## EXTRACTED TEXT:
★ ★ ★

Relationship of apolipoproteins A-1 and B, and lipoprotein(a) to cardiovascular outcomes: the AIM-HIGH trial (Atherothrombosis Intervention in Metabolic Syndrome with Low HDL/High Triglyceride and Impact on Global Health Outcomes)

John J Albers, April Slee, Kevin D O'Brien, Jennifer G Robinson, Moti L Kashyap, Peter O Kwiterovich, Ping Xu, Santica M Marcovina
Journal of the American College of Cardiology 2013 October 22, 62 (17): 1575-9

OBJECTIVES: This study sought to examine the relationship between baseline and on-study apolipoproteins (apo) A-1 and B and lipoprotein(a) [Lp(a)] levels and the development of subsequent cardiovascular (CV) events in the AIM-HIGH (Atherothrombosis Intervention in Metabolic Syndrome with Low HDL/High Triglyceride and Impact on Global Health Outcomes) trial.

BACKGROUND: Niacin has been reported to lower apoB and Lp(a) and to raise apoA-1.

METHODS: Individuals with CV disease and low baseline levels of high-density lipoprotein cholesterol were randomized to simvastatin plus placebo or simvastatin, plus extended-release niacin ([ERN], 1,500 to 2,000 mg/day), with ezetimibe added as needed, in both groups, to maintain an on-treatment low-density lipoprotein cholesterol in the range of 40 to 80 mg/dl. Hazard ratios (HRs) were used to evaluate the relationship between levels of apoA-1, apoB, and Lp(a), and CV events in each treatment group.

★ ★ ★

## TASK DETAILS:
Copy out the whole AIM-HIGH trial abstract above, word for word.

★ ★ ★

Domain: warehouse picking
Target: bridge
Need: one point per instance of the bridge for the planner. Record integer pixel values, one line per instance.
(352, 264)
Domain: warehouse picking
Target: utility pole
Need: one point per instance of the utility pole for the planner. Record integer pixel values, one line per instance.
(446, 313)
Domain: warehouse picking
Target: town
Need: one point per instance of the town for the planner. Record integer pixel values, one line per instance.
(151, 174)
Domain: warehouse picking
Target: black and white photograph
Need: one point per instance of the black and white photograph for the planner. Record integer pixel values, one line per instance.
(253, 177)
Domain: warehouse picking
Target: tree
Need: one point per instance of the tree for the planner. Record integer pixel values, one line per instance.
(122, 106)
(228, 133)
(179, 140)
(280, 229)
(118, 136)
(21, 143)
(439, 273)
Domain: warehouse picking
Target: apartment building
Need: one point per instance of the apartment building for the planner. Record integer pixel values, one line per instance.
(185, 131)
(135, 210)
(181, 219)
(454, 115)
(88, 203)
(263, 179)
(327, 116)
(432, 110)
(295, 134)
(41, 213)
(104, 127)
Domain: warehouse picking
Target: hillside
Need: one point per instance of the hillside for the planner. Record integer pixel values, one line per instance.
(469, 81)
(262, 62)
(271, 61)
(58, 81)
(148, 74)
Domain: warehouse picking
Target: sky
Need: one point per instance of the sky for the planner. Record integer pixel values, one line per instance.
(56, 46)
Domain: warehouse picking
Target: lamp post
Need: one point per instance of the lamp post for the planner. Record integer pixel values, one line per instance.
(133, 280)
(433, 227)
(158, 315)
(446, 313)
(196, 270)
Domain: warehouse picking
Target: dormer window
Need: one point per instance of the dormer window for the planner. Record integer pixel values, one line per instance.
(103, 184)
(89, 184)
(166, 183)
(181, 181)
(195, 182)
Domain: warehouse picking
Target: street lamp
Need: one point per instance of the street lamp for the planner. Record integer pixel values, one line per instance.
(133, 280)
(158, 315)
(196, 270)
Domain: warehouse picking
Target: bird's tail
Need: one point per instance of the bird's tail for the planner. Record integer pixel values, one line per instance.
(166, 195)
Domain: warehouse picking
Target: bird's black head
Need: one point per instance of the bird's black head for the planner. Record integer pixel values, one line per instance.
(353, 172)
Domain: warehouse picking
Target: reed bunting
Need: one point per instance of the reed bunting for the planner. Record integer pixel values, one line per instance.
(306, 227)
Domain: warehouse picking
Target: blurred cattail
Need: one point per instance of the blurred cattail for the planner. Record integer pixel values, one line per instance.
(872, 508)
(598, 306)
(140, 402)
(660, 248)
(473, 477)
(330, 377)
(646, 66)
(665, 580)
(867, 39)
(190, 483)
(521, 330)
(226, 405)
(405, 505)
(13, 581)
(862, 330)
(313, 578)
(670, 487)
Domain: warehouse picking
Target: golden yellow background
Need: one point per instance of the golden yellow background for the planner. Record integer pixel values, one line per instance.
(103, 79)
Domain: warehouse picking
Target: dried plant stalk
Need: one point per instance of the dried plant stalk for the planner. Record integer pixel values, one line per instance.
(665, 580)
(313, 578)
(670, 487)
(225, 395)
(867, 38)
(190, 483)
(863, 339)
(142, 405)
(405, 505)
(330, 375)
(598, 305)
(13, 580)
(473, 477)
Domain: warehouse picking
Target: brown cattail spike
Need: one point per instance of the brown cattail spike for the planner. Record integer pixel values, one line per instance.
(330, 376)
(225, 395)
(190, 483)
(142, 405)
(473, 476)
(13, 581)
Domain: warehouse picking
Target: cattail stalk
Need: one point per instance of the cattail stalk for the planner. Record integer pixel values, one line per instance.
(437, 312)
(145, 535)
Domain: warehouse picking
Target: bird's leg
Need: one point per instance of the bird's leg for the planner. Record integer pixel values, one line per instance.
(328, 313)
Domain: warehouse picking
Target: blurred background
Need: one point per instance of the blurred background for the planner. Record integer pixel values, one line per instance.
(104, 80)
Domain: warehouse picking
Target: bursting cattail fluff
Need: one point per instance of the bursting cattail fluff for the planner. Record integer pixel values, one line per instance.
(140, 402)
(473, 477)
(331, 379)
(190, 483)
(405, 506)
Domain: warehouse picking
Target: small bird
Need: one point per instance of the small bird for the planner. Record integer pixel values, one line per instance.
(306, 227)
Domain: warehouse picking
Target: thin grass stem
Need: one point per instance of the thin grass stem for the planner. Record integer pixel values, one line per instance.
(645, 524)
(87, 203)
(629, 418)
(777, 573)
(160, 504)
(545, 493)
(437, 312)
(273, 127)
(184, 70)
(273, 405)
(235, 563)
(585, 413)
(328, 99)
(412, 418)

★ ★ ★

## REPLY:
Relationship of apolipoproteins A-1 and B, and lipoprotein(a) to cardiovascular outcomes: the AIM-HIGH trial (Atherothrombosis Intervention in Metabolic Syndrome with Low HDL/High Triglyceride and Impact on Global Health Outcomes)

John J Albers, April Slee, Kevin D O'Brien, Jennifer G Robinson, Moti L Kashyap, Peter O Kwiterovich, Ping Xu, Santica M Marcovina
Journal of the American College of Cardiology 2013 October 22, 62 (17): 1575-9

OBJECTIVES: This study sought to examine the relationship between baseline and on-study apolipoproteins (apo) A-1 and B and lipoprotein(a) [Lp(a)] levels and the development of subsequent cardiovascular (CV) events in the AIM-HIGH (Atherothrombosis Intervention in Metabolic Syndrome with Low HDL/High Triglyceride and Impact on Global Health Outcomes) trial.

BACKGROUND: Niacin has been reported to lower apoB and Lp(a) and to raise apoA-1.

METHODS: Individuals with CV disease and low baseline levels of high-density lipoprotein cholesterol were randomized to simvastatin plus placebo or simvastatin, plus extended-release niacin ([ERN], 1,500 to 2,000 mg/day), with ezetimibe added as needed, in both groups, to maintain an on-treatment low-density lipoprotein cholesterol in the range of 40 to 80 mg/dl. Hazard ratios (HRs) were used to evaluate the relationship between levels of apoA-1, apoB, and Lp(a), and CV events in each treatment group.